* [Given task A] Count the lines in the listing below that contain the word "black". Give only the number.

* [Extracted text]
==============================

A more conservative approach to cleaning and updating models
I haven't used the issue template as it seemed geared to bugs.
Please correct me if I'm wrong! But it seems that django-anon will run Model.clean() on a model instance, and update its corresponding database row, even if no changes have been made.
In some circumstances this can be very wasteful, e.g.
class Foo(models.Model):
bar = models.CharField(default="", max_length=10)
Foo.objects.bulk_create([Foo() for _ in range(100)])
Foo.objects.filter(pk=1).update(bar="baz")
class FooAnonymizer(anon.BaseAnonymizer):
bar = ""
class Meta:
model = Foo
Has optimising for this case been explored?
I am aware that this can be overcome by defining a custom get_queryset(), but this feels more complex, more error-prone, and less declarative.
My understanding is that Django's QuerySet.bulk_update() does not make an attempt to clear out 'effectively noop' updates from being sent through to the database, nor would it be appropriate for it to do so.
My thinking is that django-anon's specific use case could allow for some assumptions to be made, would would make it viable/safe to do this. Namely, assuming that a model instance's underlying database row is not changed by 'something else' between the time that the row is fetched to the time when the model is written to the database (which'd result in an incorrect delta calculation). This means that e.g. patch_object() caller could determine the delta for the model instance it's being called for, only call clean() in cases where something is determined to have changed, and report back to its caller whether or not anything was changed, which can be used to determine the instance's addition to the bulk_update() call.
If this is viable at all, it certainly adds complexity, which given this package's context feels like a risk. To me it seems like this'd work in all but the most esoteric uses of django-anon / Django's ORM.
I'm happy to look into this myself but first wanted to check if you/anyone else sees any issues with this, or has already tried it and found that it didn't work :)

==============================

* [Entries provided]
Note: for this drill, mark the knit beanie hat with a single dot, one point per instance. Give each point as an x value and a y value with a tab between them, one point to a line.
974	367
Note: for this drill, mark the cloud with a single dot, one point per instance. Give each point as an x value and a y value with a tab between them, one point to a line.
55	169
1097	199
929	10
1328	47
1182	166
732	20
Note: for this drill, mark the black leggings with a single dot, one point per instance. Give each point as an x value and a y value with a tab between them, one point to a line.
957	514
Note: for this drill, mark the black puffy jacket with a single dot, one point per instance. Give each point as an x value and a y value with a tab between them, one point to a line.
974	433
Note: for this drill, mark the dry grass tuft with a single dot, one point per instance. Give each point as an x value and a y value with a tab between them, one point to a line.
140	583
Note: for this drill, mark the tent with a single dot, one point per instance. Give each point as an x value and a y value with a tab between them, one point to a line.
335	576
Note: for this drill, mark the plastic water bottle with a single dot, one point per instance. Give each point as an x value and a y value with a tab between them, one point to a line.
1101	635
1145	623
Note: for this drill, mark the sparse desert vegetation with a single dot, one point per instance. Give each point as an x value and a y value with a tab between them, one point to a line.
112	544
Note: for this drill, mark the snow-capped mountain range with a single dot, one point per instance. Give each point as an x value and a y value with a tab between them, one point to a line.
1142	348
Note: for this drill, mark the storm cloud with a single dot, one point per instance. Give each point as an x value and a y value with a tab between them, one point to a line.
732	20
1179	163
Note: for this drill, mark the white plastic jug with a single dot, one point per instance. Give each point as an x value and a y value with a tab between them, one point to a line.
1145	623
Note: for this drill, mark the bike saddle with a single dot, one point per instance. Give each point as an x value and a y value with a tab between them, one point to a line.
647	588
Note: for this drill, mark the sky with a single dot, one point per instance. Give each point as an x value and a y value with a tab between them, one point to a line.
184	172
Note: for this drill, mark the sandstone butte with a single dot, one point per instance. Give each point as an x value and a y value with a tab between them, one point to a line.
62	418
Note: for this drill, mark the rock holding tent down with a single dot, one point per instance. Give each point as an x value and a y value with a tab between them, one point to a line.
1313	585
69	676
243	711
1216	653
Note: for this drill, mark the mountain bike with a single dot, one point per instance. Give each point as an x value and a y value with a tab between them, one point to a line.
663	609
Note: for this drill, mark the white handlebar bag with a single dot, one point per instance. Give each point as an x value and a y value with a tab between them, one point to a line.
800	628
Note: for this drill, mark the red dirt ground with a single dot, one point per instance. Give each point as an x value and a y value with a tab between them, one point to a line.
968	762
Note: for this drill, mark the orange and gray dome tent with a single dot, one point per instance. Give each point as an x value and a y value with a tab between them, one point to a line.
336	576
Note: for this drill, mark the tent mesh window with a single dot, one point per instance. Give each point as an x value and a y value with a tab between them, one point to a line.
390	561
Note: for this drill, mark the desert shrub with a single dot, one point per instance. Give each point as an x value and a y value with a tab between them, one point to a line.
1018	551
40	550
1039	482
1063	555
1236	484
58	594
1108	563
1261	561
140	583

==============================

* [Given task B] Reproduce the entire forum post above about cleaning and updating models, word for word.

* [Task solution A] 2

* [Task solution B]
A more conservative approach to cleaning and updating models
I haven't used the issue template as it seemed geared to bugs.
Please correct me if I'm wrong! But it seems that django-anon will run Model.clean() on a model instance, and update its corresponding database row, even if no changes have been made.
In some circumstances this can be very wasteful, e.g.
class Foo(models.Model):
bar = models.CharField(default="", max_length=10)
Foo.objects.bulk_create([Foo() for _ in range(100)])
Foo.objects.filter(pk=1).update(bar="baz")
class FooAnonymizer(anon.BaseAnonymizer):
bar = ""
class Meta:
model = Foo
Has optimising for this case been explored?
I am aware that this can be overcome by defining a custom get_queryset(), but this feels more complex, more error-prone, and less declarative.
My understanding is that Django's QuerySet.bulk_update() does not make an attempt to clear out 'effectively noop' updates from being sent through to the database, nor would it be appropriate for it to do so.
My thinking is that django-anon's specific use case could allow for some assumptions to be made, would would make it viable/safe to do this. Namely, assuming that a model instance's underlying database row is not changed by 'something else' between the time that the row is fetched to the time when the model is written to the database (which'd result in an incorrect delta calculation). This means that e.g. patch_object() caller could determine the delta for the model instance it's being called for, only call clean() in cases where something is determined to have changed, and report back to its caller whether or not anything was changed, which can be used to determine the instance's addition to the bulk_update() call.
If this is viable at all, it certainly adds complexity, which given this package's context feels like a risk. To me it seems like this'd work in all but the most esoteric uses of django-anon / Django's ORM.
I'm happy to look into this myself but first wanted to check if you/anyone else sees any issues with this, or has already tried it and found that it didn't work :)